◆ Directive ◆
Copy out the entries below without any changes.

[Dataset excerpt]
· · · · · · ·

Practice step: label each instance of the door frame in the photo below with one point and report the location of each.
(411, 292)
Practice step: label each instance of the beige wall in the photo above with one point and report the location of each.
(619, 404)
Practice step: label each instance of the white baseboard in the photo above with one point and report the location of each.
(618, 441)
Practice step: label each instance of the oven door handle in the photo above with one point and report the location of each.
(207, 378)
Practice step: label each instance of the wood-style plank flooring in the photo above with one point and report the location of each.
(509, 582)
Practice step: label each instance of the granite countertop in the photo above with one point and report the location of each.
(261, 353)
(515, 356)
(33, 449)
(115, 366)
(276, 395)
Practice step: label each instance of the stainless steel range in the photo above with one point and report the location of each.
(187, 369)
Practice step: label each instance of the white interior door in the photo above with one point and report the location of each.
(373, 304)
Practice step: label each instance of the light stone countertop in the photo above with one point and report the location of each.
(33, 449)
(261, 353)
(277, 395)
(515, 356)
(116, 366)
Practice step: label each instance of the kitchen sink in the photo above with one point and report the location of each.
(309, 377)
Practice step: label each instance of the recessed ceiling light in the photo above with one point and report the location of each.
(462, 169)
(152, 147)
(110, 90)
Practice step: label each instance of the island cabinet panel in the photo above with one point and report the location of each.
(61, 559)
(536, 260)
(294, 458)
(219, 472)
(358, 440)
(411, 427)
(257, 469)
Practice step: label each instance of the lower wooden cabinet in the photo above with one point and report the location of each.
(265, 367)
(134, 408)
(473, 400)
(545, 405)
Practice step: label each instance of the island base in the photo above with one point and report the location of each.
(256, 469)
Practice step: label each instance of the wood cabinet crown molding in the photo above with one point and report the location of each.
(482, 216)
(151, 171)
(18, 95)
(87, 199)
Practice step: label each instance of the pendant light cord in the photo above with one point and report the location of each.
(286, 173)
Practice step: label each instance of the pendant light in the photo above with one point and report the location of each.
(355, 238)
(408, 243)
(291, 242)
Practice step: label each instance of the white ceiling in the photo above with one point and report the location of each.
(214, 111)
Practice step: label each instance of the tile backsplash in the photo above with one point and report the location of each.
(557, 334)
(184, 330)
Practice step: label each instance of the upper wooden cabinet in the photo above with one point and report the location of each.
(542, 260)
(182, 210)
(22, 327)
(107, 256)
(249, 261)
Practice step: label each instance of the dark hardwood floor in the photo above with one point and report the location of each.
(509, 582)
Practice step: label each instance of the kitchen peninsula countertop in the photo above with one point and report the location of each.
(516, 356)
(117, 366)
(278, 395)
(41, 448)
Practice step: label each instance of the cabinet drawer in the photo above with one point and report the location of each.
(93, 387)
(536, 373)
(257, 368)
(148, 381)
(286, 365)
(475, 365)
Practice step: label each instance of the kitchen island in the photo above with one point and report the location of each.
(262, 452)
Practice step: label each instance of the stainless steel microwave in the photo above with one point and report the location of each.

· · · · · · ·

◆ Completed exercise ◆
Practice step: label each instance of the door frame in the photo below with one point and report the location of each.
(411, 292)
Practice step: label each instance of the beige wall in the photo above with one point and report the location of each.
(619, 404)
Practice step: label each instance of the white baseboard in the photo above with one point and report the location of each.
(618, 441)
Practice step: label each instance of the oven door handle in the photo above with one point and report the location of each.
(207, 378)
Practice step: label each instance of the wood-style plank flooring in the photo above with one point and report the location of each.
(509, 582)
Practice step: label each instance of the granite countertop in the photo above with one point and report the location of each.
(261, 353)
(515, 356)
(33, 449)
(115, 366)
(276, 395)
Practice step: label each instance of the stainless steel range in the photo above with one point and report the location of each.
(187, 369)
Practice step: label each instance of the white interior door in the photo above with one point and report the location of each.
(373, 304)
Practice step: label each instance of the light stone countertop in the photo above with one point and report the location of each.
(33, 449)
(261, 353)
(277, 395)
(515, 356)
(116, 366)
Practice step: label each instance of the kitchen sink in the photo above with one point and report the location of each.
(309, 377)
Practice step: label each instance of the recessed ceiling light in the photo above with one point and report the location of each.
(462, 169)
(152, 147)
(110, 90)
Practice step: label each instance of the island cabinet panel in the photo above with one point and report the location of each.
(61, 559)
(536, 260)
(294, 458)
(219, 472)
(358, 440)
(411, 427)
(257, 469)
Practice step: label each instance of the lower wooden cabinet in the photo above with one point and report the location of each.
(265, 367)
(134, 408)
(473, 400)
(545, 405)
Practice step: label each instance of the island base in the photo above with one point and report the location of each.
(256, 469)
Practice step: label each instance of the wood cabinet crown molding in the photo above with one point and report the location of each.
(482, 216)
(151, 171)
(18, 95)
(87, 199)
Practice step: label each instance of the pendant light cord in the photo above with one point and report the location of each.
(286, 173)
Practice step: label each instance of the pendant light in the photo above with one point and report the location of each.
(355, 238)
(408, 243)
(291, 242)
Practice step: label each instance of the white ceiling in the photo above with one point and report the location of each.
(214, 111)
Practice step: label each instance of the tile backsplash in the photo above with one point and report the location of each.
(557, 334)
(184, 330)
Practice step: label each instance of the upper wooden cabinet in the photo above with one point and report the location of each.
(542, 260)
(182, 210)
(22, 327)
(107, 256)
(249, 261)
Practice step: label each instance of the dark hardwood floor in the photo above with one point and report the location of each.
(509, 582)
Practice step: label each instance of the kitchen peninsula countertop in the photo above with one point and report the location of each.
(516, 356)
(117, 366)
(278, 395)
(41, 448)
Practice step: label each instance of the cabinet drawer in the photo above with one point and report the location of each.
(93, 387)
(536, 373)
(257, 368)
(148, 381)
(286, 365)
(475, 365)
Practice step: label each instance of the kitchen island in the photo above with one point and report the location of each.
(262, 452)
Practice step: label each instance of the stainless steel microwave in the photo above with one point and report the location of each.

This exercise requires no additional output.